Items from a labeling collection

** start **

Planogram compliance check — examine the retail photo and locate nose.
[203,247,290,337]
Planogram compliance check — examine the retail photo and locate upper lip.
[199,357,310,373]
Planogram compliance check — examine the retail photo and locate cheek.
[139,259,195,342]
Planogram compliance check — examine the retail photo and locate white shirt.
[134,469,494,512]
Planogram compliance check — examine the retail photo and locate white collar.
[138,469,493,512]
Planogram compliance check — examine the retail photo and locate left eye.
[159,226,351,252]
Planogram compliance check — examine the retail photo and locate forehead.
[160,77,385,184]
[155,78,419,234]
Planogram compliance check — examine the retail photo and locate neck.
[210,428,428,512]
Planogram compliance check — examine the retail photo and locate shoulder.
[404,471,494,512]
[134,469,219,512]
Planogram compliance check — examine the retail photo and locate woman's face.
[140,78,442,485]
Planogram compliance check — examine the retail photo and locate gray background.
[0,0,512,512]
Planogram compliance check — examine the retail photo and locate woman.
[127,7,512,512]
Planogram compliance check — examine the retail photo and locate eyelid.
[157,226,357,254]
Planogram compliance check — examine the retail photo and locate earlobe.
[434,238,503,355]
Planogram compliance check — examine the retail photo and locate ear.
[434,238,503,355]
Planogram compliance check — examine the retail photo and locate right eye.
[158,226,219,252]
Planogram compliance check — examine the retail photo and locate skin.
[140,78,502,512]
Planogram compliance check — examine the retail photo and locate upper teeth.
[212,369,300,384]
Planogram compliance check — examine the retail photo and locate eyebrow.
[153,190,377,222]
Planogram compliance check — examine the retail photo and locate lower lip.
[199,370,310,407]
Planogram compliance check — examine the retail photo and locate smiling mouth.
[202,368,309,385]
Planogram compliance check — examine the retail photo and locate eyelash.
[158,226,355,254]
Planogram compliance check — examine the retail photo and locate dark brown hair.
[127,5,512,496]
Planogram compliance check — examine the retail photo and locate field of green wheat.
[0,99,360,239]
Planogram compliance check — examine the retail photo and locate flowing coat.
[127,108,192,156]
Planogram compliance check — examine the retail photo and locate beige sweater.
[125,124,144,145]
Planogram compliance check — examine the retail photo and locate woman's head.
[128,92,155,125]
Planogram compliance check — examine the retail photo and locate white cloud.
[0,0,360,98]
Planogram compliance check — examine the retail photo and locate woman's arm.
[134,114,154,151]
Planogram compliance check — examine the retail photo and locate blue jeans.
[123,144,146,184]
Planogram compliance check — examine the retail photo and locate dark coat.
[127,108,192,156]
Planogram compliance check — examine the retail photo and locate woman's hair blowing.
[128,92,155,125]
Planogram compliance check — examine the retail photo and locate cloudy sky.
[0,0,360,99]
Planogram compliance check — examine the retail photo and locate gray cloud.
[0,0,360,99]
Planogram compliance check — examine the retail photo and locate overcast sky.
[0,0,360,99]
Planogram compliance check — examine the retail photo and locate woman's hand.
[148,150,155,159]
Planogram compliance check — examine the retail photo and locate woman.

** end **

#### What the exercise asks
Report every line of the records that contains the word "hair", copying each one in full.

#### Solution for this task
Planogram compliance check — examine the retail photo and locate dark brown hair.
Planogram compliance check — examine the retail photo and locate woman's hair blowing.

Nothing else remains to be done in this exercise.